● Material provided
[start]

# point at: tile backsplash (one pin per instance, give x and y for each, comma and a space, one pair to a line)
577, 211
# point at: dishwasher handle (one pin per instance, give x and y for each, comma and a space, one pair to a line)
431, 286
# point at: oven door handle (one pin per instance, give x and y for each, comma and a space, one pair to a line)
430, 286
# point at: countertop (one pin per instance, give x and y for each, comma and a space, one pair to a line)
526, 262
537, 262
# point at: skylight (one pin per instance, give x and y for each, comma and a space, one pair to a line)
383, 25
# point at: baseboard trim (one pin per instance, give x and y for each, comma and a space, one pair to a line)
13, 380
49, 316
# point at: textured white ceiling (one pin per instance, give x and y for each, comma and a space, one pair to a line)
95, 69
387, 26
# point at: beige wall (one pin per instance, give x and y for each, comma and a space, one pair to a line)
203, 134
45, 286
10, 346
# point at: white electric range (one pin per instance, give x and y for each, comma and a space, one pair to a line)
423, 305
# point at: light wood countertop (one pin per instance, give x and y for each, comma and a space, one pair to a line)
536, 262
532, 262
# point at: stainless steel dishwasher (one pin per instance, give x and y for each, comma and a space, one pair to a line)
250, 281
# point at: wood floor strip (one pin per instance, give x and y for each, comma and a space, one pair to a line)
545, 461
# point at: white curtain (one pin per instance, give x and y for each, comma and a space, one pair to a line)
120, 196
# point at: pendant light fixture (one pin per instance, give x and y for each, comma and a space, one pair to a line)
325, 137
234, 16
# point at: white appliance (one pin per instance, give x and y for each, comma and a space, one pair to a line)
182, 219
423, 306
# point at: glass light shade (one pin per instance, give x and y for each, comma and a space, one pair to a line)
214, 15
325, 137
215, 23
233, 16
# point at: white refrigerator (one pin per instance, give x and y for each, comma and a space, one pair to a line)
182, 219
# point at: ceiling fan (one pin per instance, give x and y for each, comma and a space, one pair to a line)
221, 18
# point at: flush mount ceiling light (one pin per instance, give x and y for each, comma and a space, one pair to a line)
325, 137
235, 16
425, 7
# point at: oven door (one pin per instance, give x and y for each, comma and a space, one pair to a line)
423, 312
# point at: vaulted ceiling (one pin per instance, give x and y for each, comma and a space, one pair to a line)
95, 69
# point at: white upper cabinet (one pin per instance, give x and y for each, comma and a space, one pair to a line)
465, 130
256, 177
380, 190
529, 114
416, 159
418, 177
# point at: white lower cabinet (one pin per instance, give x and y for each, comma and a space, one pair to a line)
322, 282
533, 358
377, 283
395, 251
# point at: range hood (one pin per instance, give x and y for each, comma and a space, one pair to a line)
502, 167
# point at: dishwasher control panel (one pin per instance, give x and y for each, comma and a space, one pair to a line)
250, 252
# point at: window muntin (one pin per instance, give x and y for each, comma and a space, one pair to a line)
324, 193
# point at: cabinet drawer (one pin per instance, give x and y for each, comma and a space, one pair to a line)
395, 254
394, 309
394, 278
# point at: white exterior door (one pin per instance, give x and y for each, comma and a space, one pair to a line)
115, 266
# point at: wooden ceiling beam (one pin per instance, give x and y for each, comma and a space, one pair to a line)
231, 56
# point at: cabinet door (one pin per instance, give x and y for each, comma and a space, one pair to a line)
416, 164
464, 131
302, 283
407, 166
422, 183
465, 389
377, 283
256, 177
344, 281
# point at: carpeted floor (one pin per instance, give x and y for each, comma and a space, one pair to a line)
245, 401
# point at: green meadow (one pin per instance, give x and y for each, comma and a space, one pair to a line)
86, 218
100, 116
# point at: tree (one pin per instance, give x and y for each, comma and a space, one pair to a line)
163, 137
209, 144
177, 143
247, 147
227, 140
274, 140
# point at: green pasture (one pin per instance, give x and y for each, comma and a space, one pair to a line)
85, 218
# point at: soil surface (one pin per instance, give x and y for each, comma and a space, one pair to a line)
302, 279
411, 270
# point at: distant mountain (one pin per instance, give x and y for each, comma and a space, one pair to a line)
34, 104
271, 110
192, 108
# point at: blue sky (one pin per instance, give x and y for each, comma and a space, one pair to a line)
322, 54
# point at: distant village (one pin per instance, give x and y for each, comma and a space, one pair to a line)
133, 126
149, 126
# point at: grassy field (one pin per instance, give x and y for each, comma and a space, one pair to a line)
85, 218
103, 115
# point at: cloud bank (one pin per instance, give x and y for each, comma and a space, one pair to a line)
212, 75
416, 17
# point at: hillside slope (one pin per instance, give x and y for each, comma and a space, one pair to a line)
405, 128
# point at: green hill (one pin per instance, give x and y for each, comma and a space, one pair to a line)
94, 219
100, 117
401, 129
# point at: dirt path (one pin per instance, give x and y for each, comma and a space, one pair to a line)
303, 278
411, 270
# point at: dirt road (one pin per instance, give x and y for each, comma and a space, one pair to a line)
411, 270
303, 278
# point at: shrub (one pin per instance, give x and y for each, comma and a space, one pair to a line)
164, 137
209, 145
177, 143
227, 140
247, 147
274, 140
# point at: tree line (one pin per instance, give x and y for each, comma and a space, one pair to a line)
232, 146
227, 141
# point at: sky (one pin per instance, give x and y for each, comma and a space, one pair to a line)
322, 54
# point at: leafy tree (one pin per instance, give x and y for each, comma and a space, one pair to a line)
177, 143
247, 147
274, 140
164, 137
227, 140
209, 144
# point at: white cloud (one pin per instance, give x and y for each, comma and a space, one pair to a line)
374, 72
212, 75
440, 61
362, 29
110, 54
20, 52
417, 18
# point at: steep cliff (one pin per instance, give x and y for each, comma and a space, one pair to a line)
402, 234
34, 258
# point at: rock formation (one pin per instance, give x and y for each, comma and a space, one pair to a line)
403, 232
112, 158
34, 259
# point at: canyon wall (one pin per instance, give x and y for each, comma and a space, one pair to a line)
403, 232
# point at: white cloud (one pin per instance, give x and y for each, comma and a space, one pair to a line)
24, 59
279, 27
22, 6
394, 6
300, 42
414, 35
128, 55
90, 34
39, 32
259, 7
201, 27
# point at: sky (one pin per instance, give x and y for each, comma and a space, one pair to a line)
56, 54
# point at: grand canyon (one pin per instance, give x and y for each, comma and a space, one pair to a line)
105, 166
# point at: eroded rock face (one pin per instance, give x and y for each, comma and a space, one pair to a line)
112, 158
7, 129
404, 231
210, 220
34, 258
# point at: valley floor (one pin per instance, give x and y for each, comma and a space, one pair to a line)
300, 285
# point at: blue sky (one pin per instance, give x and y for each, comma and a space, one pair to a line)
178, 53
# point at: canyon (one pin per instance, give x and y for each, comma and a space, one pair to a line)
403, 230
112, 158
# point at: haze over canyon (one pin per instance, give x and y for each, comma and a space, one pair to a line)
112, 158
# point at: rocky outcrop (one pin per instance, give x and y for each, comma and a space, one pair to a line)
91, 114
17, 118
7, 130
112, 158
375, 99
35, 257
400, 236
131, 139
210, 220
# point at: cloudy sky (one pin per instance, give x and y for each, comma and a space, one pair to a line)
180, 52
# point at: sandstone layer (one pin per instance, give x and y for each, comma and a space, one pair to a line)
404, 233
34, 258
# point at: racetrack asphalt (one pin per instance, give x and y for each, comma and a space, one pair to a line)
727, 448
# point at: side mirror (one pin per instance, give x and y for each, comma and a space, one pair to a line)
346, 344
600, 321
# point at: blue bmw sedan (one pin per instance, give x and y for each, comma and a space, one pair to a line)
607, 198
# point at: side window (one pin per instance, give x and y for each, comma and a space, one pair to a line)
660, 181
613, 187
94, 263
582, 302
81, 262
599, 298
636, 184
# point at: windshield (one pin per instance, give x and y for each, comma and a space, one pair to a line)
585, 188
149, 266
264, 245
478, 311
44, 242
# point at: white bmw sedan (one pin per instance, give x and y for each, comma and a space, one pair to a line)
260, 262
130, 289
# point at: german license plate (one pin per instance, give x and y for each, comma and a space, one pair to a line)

[end]

● Set exercise
Reproduce only the lines between the line containing "# point at: side mirror" and the last line of the records, those two lines included, exactly.

● Response to this task
# point at: side mirror (one pin per instance, give x and y for each, comma and a space, one pair to a line)
346, 344
600, 321
# point at: blue bmw sedan (one pin per instance, give x and y for each, comma and a space, one pair to a line)
607, 198
# point at: side window (one pin per instance, give x and y for each, comma and a space, one pair to a line)
660, 181
613, 187
94, 263
582, 302
81, 262
599, 298
636, 184
# point at: windshield (one pin per instance, give x and y for each, comma and a space, one pair to a line)
585, 188
149, 266
264, 245
478, 311
44, 242
# point at: white bmw sedan (one pin per instance, give x and y for each, comma and a space, one pair to a line)
260, 262
130, 289
# point at: german license plate (one pin per instance, give x and y for each, comma and a space, one pair to a line)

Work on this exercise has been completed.